→ **STATED EXERCISE**
Put the lines of the items below into a numbered list, starting at the line that has "building in background" and stopping after the line that has "# rings of one". Leave out any blank lines.

→ **SOURCE MATERIAL**
--- Start ---
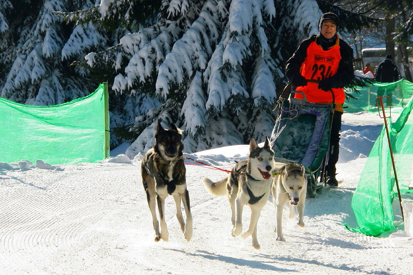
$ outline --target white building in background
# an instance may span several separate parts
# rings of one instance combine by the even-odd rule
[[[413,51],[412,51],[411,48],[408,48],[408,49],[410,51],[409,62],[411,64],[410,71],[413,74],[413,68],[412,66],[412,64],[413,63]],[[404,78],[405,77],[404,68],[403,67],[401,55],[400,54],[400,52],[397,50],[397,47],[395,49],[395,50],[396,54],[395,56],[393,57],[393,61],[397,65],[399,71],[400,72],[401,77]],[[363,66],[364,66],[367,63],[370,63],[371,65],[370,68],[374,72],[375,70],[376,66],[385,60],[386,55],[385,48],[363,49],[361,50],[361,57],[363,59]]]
--- End ---
--- Start ---
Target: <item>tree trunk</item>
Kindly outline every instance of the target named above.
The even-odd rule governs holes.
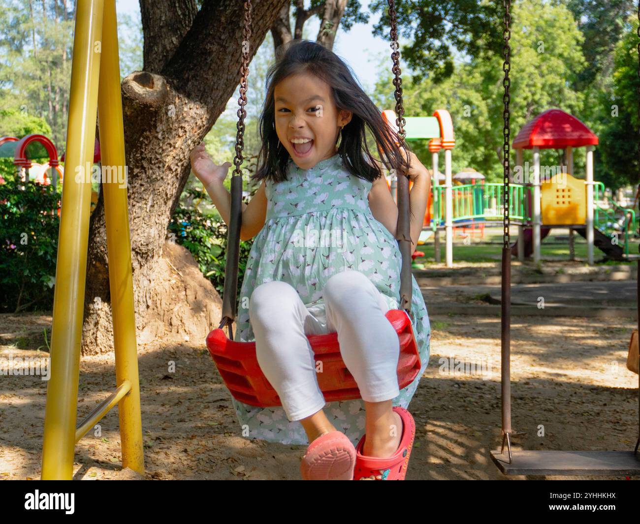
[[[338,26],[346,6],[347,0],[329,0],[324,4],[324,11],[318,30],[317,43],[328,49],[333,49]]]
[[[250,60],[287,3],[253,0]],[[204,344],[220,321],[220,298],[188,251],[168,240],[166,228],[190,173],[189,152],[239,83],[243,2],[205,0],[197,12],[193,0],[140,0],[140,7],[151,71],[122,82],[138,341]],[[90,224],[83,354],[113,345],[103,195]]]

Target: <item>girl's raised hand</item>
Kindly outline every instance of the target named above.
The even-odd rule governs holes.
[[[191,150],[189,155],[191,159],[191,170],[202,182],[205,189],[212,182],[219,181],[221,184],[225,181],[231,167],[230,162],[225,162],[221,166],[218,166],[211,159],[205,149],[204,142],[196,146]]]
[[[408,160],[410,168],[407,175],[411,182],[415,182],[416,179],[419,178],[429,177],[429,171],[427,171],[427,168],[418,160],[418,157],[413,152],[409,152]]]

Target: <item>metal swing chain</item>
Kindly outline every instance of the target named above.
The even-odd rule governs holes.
--- End ---
→ **RESULT**
1. $ outline --target white building in background
2. # an instance may span several separate parts
3. # rings of one instance combine by the even-odd rule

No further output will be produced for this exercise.